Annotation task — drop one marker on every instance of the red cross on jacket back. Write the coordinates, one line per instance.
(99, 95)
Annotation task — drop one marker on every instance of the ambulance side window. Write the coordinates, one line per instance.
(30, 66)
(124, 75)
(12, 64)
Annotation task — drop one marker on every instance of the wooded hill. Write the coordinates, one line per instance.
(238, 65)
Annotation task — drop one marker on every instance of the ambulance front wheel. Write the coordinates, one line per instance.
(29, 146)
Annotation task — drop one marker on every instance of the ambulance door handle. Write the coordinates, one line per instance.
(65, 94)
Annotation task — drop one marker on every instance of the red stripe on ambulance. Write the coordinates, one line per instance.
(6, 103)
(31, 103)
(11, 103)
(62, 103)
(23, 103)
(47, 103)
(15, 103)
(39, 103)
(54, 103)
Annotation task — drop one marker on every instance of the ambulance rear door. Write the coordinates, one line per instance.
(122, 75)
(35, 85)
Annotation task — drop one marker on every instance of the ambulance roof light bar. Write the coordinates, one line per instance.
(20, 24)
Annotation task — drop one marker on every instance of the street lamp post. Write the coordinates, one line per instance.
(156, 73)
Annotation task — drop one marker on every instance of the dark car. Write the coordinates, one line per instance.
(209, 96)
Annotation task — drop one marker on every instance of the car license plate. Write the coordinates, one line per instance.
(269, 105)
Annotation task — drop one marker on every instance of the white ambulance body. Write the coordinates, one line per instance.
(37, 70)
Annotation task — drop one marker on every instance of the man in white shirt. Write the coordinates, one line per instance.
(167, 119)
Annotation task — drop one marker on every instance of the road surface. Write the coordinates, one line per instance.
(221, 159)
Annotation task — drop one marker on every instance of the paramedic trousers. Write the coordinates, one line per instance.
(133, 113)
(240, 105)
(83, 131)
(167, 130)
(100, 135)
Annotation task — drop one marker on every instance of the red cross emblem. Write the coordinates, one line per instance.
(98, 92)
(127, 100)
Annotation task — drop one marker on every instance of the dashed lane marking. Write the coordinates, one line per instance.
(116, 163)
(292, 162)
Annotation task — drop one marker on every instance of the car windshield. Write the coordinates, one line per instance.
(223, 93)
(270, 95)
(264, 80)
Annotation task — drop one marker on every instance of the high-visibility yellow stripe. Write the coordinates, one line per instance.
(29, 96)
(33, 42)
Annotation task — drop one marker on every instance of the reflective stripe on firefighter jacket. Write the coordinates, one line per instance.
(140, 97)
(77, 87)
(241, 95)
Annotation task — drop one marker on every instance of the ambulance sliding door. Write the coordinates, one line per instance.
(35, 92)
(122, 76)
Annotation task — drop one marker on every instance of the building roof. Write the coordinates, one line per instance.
________________________
■ Task to complete
Rewrite the stretch of the records above, from the line containing "jacket. Write the coordinates, one line per instance." through the end of the records, as a JSON list of strings, one string per line, omitting blank lines.

■ Answer to this problem
[
  "Annotation task — drop one marker on every instance of the reflective stripe on firefighter jacket. Write the coordinates, one line per instance.",
  "(140, 97)",
  "(77, 87)",
  "(241, 95)",
  "Annotation task — drop one marker on every instance of the ambulance sliding door. Write the coordinates, one line per instance.",
  "(35, 92)",
  "(122, 76)",
  "Annotation task — drop one marker on every instance of the building roof. Write the coordinates, one line per instance."
]